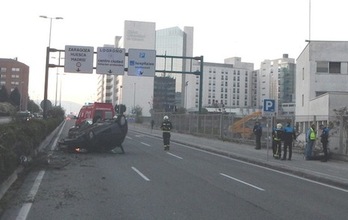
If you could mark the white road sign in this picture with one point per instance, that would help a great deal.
(110, 60)
(78, 59)
(141, 62)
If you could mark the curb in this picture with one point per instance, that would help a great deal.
(4, 187)
(283, 168)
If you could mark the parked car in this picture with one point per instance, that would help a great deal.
(95, 111)
(104, 135)
(24, 116)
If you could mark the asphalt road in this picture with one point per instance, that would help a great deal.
(185, 183)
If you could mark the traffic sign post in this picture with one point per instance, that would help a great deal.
(269, 109)
(110, 60)
(78, 59)
(141, 62)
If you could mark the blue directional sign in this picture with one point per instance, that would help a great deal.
(269, 105)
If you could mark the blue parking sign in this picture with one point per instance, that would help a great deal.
(269, 105)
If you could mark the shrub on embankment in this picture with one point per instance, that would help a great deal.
(22, 138)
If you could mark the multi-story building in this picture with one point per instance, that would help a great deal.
(164, 94)
(139, 91)
(277, 78)
(321, 74)
(227, 86)
(176, 42)
(14, 74)
(321, 89)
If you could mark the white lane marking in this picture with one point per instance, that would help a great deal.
(59, 134)
(266, 168)
(23, 213)
(175, 155)
(145, 144)
(142, 175)
(238, 180)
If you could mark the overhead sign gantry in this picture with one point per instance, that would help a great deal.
(141, 62)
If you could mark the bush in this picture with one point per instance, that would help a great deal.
(22, 138)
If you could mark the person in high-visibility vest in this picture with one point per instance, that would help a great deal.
(277, 135)
(166, 127)
(289, 136)
(311, 137)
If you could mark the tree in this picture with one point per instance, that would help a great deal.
(15, 98)
(3, 94)
(33, 107)
(56, 112)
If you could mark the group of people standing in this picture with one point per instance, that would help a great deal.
(286, 135)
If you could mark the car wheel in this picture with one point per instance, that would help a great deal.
(122, 120)
(91, 135)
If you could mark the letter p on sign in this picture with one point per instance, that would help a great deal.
(268, 105)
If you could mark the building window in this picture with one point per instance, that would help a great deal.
(15, 69)
(322, 67)
(334, 67)
(302, 100)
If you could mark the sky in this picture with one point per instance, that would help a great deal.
(251, 29)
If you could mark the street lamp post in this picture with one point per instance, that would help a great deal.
(51, 18)
(47, 62)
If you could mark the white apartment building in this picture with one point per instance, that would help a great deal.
(322, 67)
(226, 86)
(277, 79)
(322, 87)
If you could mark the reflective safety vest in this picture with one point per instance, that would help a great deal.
(312, 135)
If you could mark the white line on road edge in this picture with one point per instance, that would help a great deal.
(248, 184)
(145, 144)
(175, 155)
(56, 140)
(142, 175)
(266, 168)
(23, 213)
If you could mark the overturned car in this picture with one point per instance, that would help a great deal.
(96, 135)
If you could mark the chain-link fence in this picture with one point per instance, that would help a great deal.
(236, 128)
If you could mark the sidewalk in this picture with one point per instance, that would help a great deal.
(333, 172)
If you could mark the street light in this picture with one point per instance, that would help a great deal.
(51, 18)
(47, 62)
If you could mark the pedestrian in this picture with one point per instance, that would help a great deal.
(258, 133)
(324, 139)
(152, 123)
(166, 127)
(289, 136)
(277, 137)
(311, 136)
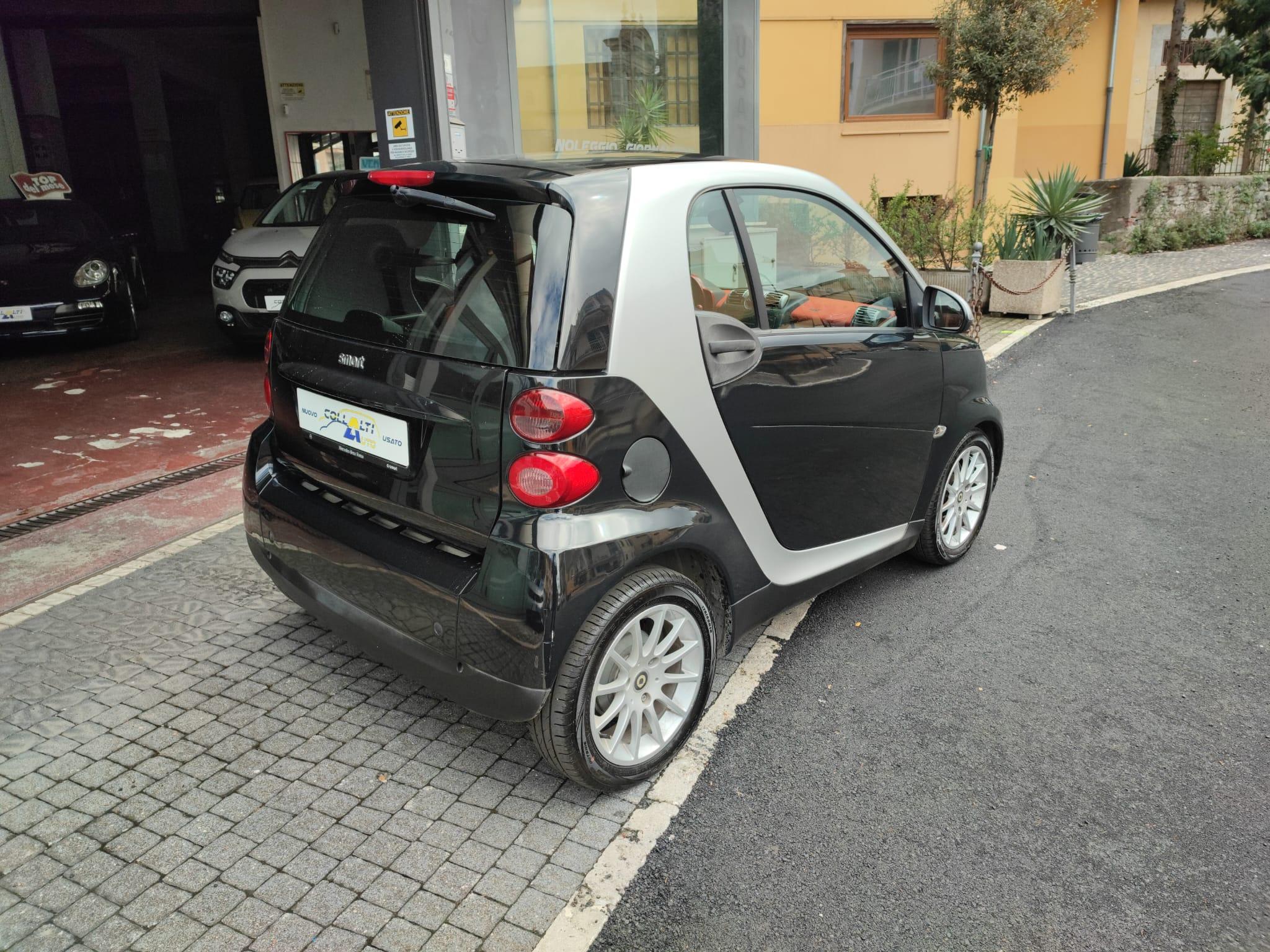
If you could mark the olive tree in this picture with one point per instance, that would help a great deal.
(998, 51)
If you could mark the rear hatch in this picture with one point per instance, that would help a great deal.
(391, 353)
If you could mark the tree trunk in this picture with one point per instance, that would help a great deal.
(981, 184)
(1250, 143)
(1169, 90)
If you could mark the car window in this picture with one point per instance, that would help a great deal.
(258, 196)
(818, 267)
(716, 262)
(48, 221)
(431, 281)
(308, 202)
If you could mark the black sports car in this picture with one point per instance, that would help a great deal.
(61, 272)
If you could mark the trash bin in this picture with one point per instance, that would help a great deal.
(1088, 242)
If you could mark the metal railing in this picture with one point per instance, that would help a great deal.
(1188, 159)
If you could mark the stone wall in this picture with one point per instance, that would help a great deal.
(1181, 193)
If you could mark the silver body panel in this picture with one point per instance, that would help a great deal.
(655, 345)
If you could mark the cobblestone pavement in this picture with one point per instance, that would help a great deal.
(1116, 275)
(187, 762)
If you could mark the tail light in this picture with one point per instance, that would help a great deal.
(545, 415)
(269, 387)
(550, 480)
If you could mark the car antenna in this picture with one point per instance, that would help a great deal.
(404, 195)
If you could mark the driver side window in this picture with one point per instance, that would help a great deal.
(817, 266)
(716, 262)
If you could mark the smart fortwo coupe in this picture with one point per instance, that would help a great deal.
(548, 436)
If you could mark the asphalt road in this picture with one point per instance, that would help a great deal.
(1061, 746)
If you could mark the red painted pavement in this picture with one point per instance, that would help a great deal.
(68, 552)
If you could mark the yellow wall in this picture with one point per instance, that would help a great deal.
(801, 79)
(1065, 125)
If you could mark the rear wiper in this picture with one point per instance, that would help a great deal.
(411, 196)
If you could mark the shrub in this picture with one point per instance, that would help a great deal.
(1207, 151)
(935, 231)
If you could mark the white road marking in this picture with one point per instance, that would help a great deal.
(1033, 327)
(580, 920)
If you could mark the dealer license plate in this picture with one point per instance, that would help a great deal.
(358, 431)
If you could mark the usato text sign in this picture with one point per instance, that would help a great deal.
(41, 184)
(356, 431)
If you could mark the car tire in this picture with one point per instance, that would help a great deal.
(628, 747)
(944, 541)
(140, 289)
(126, 327)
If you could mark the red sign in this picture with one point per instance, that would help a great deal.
(41, 184)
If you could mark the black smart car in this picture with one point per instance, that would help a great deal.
(546, 437)
(63, 272)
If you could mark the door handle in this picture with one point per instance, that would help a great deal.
(733, 347)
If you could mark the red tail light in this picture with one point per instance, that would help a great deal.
(269, 387)
(402, 177)
(545, 415)
(550, 480)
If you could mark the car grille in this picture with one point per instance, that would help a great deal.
(255, 291)
(287, 259)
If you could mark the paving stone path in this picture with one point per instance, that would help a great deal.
(1116, 275)
(187, 762)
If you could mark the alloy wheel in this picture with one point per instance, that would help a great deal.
(647, 684)
(966, 494)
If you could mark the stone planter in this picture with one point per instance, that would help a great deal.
(958, 281)
(1025, 276)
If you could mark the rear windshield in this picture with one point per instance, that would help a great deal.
(308, 202)
(435, 281)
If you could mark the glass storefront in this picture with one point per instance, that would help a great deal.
(619, 75)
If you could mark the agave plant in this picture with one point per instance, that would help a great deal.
(642, 125)
(1134, 165)
(1060, 205)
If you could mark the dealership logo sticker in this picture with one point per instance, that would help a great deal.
(355, 430)
(41, 184)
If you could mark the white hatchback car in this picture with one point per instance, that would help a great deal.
(255, 266)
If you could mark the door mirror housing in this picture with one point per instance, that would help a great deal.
(945, 310)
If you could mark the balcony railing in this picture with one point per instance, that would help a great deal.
(1188, 159)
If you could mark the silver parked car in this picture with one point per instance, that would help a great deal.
(255, 266)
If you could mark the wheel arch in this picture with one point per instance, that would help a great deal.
(996, 436)
(709, 574)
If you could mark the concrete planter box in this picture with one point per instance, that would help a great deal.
(956, 280)
(1021, 276)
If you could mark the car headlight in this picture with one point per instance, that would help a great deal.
(92, 273)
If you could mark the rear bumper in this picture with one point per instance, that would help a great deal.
(380, 592)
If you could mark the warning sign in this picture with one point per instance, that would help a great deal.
(41, 184)
(401, 122)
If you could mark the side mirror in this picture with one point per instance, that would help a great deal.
(945, 310)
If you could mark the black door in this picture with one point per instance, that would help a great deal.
(833, 410)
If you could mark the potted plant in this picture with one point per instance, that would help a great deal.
(1028, 277)
(1053, 213)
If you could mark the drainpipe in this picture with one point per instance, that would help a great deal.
(1106, 112)
(556, 88)
(978, 155)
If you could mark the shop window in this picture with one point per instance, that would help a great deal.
(884, 74)
(620, 60)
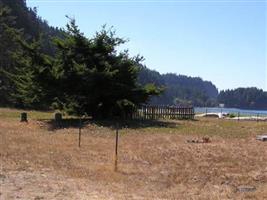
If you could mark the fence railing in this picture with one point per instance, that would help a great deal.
(163, 112)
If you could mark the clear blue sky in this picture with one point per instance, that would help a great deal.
(221, 41)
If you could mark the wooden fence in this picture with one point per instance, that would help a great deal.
(163, 112)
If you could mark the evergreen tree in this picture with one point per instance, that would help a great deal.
(94, 78)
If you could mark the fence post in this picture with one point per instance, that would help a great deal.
(23, 117)
(80, 130)
(116, 146)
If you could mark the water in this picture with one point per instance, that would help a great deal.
(231, 111)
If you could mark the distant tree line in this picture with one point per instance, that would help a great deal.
(249, 98)
(180, 89)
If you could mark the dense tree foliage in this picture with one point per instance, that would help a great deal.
(43, 67)
(17, 24)
(250, 98)
(180, 90)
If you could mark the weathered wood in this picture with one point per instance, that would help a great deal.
(163, 112)
(23, 117)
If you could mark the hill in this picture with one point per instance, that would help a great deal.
(180, 89)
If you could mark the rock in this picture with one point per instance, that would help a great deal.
(246, 188)
(262, 137)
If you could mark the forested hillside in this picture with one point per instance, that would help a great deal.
(19, 22)
(249, 98)
(39, 65)
(179, 89)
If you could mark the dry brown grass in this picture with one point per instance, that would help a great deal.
(154, 162)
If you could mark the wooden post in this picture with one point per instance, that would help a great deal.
(80, 131)
(116, 146)
(23, 117)
(58, 119)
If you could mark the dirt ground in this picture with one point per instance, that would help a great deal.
(153, 162)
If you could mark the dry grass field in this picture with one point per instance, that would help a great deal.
(155, 160)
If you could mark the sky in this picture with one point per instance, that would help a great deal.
(222, 41)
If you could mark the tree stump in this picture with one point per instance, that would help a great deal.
(58, 117)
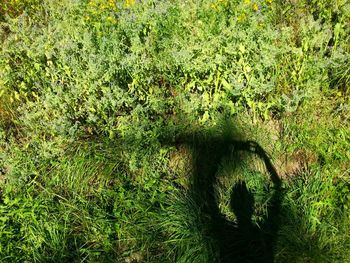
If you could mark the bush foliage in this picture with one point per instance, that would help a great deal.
(95, 94)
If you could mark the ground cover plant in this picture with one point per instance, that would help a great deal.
(174, 131)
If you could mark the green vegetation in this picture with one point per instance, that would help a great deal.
(174, 131)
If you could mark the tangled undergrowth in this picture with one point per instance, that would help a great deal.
(111, 112)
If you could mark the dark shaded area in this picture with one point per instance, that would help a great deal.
(241, 241)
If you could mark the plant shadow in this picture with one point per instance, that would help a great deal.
(239, 240)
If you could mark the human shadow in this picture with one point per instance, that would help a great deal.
(240, 240)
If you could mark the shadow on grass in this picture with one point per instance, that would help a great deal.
(241, 240)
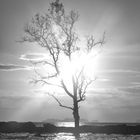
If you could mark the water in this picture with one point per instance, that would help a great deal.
(67, 136)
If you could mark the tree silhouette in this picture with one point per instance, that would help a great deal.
(55, 31)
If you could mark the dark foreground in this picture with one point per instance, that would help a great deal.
(67, 136)
(28, 130)
(29, 127)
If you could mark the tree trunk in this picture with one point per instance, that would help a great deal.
(76, 115)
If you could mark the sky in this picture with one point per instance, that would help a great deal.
(114, 96)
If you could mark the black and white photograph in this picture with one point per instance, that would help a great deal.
(69, 69)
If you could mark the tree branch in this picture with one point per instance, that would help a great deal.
(58, 101)
(66, 90)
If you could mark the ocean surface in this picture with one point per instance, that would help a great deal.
(66, 136)
(71, 136)
(71, 124)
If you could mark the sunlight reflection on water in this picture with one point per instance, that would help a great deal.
(90, 136)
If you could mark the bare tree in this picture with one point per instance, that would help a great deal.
(55, 31)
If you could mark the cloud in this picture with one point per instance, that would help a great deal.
(13, 67)
(33, 56)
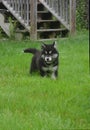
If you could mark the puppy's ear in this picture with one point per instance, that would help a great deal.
(55, 44)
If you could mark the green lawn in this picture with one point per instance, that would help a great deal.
(35, 103)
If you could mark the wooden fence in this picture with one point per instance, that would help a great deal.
(26, 12)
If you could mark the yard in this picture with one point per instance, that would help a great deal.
(35, 103)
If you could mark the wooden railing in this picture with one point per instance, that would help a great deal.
(21, 8)
(63, 10)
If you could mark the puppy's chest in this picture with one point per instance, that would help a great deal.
(50, 68)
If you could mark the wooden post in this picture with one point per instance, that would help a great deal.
(72, 16)
(33, 19)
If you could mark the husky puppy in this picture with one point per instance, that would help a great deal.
(45, 60)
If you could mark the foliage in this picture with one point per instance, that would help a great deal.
(35, 103)
(82, 19)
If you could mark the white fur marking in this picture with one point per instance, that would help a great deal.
(50, 68)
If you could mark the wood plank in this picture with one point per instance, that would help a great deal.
(56, 15)
(33, 18)
(51, 30)
(72, 16)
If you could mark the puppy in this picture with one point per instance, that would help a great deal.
(45, 60)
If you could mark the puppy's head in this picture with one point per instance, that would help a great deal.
(49, 52)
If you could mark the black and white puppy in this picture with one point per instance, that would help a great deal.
(45, 60)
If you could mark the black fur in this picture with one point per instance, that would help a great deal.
(45, 60)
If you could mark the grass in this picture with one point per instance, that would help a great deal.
(35, 103)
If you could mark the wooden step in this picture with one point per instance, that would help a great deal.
(51, 30)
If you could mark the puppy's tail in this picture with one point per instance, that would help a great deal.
(31, 50)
=======
=== Stated goal ===
Render as a numbered list, skipping any blank lines, everything from the line containing "If you could mark the white fur" through the last of the lines above, inclusive.

=== Written answer ===
1. If you could mark the white fur marking in this picture with one point per instance, that would help a great deal.
2. (50, 68)
3. If you could mark the wood plank in this picture with one point per instance, that would help a great deal.
4. (56, 15)
5. (33, 18)
6. (51, 30)
7. (72, 16)
8. If you could mark the puppy in this picture with one point per instance, that would help a great deal.
9. (45, 60)
10. If you could mark the puppy's head in this picture with one point per instance, that would help a great deal.
11. (49, 52)
12. If you could mark the black and white puppy in this picture with one point per instance, that would help a great deal.
13. (45, 60)
14. If you could mark the black fur in this picture with one point per instance, that would help a great deal.
15. (45, 60)
16. If you could mark the grass in this picture with one point per instance, that would help a great deal.
17. (35, 103)
18. If you could mark the wooden step in this picture with one point per instance, that would help a great deal.
19. (51, 30)
20. If you could mark the puppy's tail in this picture with one point per instance, that would help a great deal.
21. (31, 50)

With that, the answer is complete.